What you need to do.
**A.** From the crypt identification thread, pull out everything from "Nice Crypt-tank you" down to "on the board)".
**B.** In the crypt identification thread, how long before his reply had Aldo planted the crypt?

# Crypt ID



## Aldo Fernández (Feb 5, 2007)

Hi all!

I'm a beginner in the Crypt world.

Can anybody help me to ID this Cryptocorine?


















Thanks for all.

Aldo


----------



## HeyPK (Jan 23, 2004)

It might be the triploid form of C. beckettii (C. petchii). On the other hand it could be one of the many C. wendtii varieties. I lean slightly towards the first guess. With the passage of time, it should get bigger, and maybe more easy to identify.


----------



## rs79 (Dec 7, 2004)

Doesn't look as much like BEK to me as mush as brown WEN.

But, one guess is good as another


----------



## Aldo Fernández (Feb 5, 2007)

Thanks for your aswers!



HeyPK said:


> With the passage of time, it should get bigger, and maybe more easy to identify.


It was planted 9 months ago, may be it shouldn't get bigger.

I have a lot of unknown crypts 

Regards

Aldo


----------



## Kai Witte (Jan 30, 2006)

Try growing some runners emersed on a shady window sill - only flowering plants of most of the Sri Lankan crypts will reveal their identity. That said, I'd also guess at petchii...


----------



## Aldo Fernández (Feb 5, 2007)

Thanks, Kai for your answer!!

I try it.

Regards from Barcelona

Aldo


----------



## Xema (Mar 24, 2004)

Nice Crypt-tank you have, they looks healthy.

Allway is so difficult IDing plants without flower in the Sri-Lanka types, even with flower would be difficult due to the bad culturing techniques of the nuerseries in Spain.

(Nice to see people form Spain on the board)

Given information.

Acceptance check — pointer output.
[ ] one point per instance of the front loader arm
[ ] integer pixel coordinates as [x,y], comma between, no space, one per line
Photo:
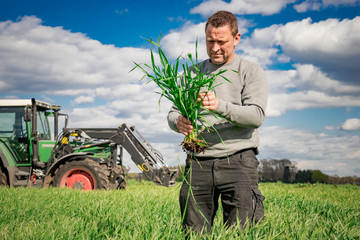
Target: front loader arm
[148,159]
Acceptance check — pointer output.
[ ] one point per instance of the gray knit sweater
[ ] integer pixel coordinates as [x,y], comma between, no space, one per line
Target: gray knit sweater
[242,102]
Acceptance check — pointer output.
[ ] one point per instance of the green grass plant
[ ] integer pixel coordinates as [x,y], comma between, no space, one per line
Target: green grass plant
[181,81]
[147,211]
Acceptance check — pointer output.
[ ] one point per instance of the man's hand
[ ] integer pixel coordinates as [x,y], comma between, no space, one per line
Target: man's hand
[184,125]
[209,99]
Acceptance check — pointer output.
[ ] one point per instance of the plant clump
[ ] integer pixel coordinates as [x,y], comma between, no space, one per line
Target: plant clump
[183,89]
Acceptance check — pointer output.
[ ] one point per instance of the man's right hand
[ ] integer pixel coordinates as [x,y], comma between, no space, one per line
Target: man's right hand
[184,125]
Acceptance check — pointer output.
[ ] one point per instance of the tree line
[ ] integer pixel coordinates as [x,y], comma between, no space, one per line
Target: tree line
[284,170]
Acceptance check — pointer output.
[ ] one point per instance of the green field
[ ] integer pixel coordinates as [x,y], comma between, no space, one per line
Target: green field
[146,211]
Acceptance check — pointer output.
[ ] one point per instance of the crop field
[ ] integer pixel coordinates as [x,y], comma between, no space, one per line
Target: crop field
[146,211]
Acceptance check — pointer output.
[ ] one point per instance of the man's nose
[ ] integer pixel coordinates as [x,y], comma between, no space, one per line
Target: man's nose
[215,47]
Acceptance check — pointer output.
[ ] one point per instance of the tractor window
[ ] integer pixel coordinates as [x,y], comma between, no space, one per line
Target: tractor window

Exercise solutions.
**A.**
Nice Crypt-tank you have, they looks healthy.

Allway is so difficult IDing plants without flower in the Sri-Lanka types, even with flower would be difficult due to the bad culturing techniques of the nuerseries in Spain.

(Nice to see people form Spain on the board)

**B.** It had been planted 9 months earlier.